▸ **HOW TO COMPLETE THIS TASK**: The records are to be repeated in full. Every line must match.

=== Section Start ===

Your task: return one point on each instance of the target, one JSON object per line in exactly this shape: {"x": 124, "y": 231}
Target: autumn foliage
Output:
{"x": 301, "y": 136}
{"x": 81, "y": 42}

=== Section End ===

▸ **ANSWER SECTION**:
Your task: return one point on each instance of the target, one JSON object per line in exactly this shape: {"x": 124, "y": 231}
Target: autumn foliage
Output:
{"x": 301, "y": 136}
{"x": 81, "y": 42}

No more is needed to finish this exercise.